» Stored data entries:
=== Begin Enclosure ===
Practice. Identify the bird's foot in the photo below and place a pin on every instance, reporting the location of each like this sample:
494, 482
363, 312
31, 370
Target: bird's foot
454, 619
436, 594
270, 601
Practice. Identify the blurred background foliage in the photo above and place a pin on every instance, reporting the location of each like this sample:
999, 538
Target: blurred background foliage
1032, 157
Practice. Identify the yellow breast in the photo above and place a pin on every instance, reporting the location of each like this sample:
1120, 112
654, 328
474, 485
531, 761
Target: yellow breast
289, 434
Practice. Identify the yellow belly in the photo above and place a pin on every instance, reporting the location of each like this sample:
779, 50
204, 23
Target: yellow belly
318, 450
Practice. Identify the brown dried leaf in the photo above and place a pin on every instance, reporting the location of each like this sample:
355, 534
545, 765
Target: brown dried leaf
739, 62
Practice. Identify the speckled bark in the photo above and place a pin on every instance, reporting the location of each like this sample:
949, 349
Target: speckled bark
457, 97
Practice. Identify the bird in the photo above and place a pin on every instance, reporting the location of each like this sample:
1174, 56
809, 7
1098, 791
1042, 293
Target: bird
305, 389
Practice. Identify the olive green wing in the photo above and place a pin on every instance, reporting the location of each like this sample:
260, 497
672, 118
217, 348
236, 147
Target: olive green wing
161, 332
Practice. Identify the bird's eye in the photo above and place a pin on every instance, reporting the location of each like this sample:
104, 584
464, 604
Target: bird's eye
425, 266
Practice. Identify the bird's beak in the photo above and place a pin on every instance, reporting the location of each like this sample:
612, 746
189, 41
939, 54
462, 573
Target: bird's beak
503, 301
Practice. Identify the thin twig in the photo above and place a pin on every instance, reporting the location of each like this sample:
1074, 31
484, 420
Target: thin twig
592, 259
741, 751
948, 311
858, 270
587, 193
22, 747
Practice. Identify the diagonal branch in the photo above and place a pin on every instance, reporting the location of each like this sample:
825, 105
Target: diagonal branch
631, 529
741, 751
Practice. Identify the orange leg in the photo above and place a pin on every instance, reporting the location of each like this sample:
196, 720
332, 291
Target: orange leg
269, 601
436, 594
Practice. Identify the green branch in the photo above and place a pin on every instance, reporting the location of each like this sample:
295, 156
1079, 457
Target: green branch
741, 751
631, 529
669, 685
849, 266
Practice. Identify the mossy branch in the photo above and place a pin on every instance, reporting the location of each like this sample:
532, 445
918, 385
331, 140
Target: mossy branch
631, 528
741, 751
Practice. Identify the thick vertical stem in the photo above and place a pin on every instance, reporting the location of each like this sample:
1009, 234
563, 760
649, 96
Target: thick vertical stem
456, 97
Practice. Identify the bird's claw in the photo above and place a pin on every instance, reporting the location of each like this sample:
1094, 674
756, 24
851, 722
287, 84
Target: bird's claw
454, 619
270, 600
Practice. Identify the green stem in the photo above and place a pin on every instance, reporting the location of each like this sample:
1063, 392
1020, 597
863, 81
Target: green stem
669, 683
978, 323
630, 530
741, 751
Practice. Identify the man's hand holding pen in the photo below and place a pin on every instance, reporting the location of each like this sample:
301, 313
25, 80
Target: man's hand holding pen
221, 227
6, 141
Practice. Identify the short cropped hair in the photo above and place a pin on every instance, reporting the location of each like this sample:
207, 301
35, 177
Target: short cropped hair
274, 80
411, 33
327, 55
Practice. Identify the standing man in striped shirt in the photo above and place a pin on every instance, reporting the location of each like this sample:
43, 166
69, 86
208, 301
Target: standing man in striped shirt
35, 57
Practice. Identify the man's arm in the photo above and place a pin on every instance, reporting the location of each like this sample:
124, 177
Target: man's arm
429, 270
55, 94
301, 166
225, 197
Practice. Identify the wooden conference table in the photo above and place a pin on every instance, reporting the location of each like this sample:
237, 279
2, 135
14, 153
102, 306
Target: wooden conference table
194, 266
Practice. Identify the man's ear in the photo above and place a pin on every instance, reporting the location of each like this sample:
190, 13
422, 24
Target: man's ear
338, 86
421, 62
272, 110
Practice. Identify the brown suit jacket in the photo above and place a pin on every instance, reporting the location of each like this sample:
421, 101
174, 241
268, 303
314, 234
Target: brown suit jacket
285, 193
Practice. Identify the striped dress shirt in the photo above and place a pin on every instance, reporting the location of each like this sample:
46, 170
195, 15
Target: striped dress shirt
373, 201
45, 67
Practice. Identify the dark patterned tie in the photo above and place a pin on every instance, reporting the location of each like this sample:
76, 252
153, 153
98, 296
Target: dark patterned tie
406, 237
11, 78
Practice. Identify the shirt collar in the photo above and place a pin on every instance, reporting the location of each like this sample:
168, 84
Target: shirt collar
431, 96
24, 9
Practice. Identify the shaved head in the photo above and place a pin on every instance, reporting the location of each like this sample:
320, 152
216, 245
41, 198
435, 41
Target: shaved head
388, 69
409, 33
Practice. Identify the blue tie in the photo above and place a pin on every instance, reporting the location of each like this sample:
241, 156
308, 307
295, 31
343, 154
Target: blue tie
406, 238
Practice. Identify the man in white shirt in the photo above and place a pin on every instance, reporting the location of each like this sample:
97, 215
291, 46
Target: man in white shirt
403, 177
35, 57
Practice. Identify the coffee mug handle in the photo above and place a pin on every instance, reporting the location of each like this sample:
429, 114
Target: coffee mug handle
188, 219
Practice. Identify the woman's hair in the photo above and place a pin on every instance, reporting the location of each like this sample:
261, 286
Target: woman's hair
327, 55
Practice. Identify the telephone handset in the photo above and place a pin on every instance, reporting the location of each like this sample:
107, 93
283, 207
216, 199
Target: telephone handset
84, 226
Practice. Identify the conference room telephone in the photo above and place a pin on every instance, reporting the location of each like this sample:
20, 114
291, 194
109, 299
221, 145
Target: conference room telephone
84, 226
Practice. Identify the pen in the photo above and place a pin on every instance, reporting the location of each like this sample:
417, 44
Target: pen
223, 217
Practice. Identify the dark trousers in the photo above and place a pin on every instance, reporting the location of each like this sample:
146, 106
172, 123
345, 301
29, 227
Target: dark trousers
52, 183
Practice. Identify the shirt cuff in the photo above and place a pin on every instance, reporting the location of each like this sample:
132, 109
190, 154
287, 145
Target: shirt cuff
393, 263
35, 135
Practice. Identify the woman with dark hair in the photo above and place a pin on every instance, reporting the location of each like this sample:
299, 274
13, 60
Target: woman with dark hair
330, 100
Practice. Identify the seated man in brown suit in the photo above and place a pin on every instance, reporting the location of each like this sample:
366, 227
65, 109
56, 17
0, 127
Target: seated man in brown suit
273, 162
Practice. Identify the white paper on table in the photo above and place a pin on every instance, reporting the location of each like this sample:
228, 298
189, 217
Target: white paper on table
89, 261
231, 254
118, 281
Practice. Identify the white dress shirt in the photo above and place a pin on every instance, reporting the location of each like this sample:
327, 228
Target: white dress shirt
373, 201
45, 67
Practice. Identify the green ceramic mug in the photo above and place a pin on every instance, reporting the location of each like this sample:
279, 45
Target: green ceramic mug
=== End Enclosure ===
Go through the records and show every line with the string "below" in it.

Practice. Identify the bird's foot in the photo below and place a pin on every instance, reporting the location of each like this sample:
Practice. Identify the man's hand holding pen in the photo below and place a pin on every instance, reporting the location of each like this sample:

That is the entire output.